SHORT EXERCISE: Print, unchanged, the part of the records below that opens with the line containing "of the access" and closes with the line containing "x=190 y=354", both of those lines included.

SUPPLIED DATA:

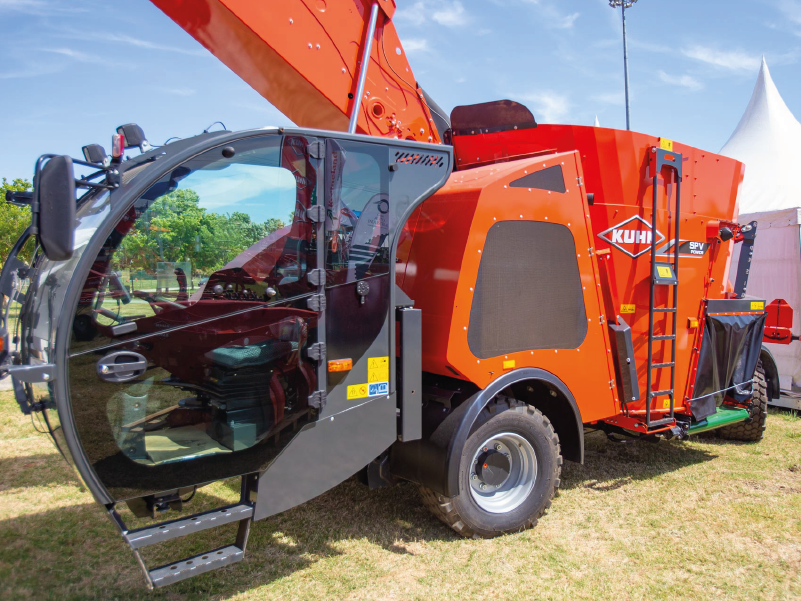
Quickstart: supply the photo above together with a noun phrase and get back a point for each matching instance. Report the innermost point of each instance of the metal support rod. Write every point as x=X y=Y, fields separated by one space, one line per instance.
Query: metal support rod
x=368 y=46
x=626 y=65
...
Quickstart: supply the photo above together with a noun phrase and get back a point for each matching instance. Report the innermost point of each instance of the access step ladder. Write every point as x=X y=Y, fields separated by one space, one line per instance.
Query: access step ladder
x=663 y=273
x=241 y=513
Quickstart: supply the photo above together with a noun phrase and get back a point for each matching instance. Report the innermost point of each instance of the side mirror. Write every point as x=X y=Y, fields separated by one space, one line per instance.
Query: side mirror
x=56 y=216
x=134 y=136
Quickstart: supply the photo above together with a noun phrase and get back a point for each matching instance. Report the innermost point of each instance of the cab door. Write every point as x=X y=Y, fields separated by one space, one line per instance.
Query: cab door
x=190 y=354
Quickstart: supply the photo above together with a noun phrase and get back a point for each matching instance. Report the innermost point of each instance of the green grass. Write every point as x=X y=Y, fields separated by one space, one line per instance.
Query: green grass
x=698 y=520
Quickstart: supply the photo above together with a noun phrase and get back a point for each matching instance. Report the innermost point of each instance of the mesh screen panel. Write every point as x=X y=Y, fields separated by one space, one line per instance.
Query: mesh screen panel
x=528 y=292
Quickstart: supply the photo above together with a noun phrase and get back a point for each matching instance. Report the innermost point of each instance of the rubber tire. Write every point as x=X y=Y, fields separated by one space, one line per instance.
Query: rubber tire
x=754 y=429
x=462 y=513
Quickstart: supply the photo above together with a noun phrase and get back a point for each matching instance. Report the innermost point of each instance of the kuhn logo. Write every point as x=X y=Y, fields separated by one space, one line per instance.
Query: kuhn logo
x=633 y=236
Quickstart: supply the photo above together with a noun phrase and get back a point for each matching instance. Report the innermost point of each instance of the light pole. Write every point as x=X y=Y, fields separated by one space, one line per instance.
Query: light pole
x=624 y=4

WRITTEN SOLUTION:
Quickstart: supply the photo above together with a noun phrase and get back a point for each matching instance. Report the innermost point of each instance of the access step ladder. Write every point as x=X y=Y, fields separated by one space, one line per instance.
Query: access step ladder
x=663 y=273
x=241 y=513
Quickstart: supply the photo above together with a noun phrase and get back a point for each matching instance. Report the innermost point of each instance of the side mirror. Write every point as x=X y=Y, fields separated by one space, one line per instance.
Query: side mirror
x=56 y=216
x=134 y=136
Quickstart: supply the photo above together with a noun phrase and get back a point for each matching instance. Report the innermost point of each instance of the cab door. Write every point as x=X y=Y, fields separated by one space, one line per instance.
Query: cab door
x=190 y=354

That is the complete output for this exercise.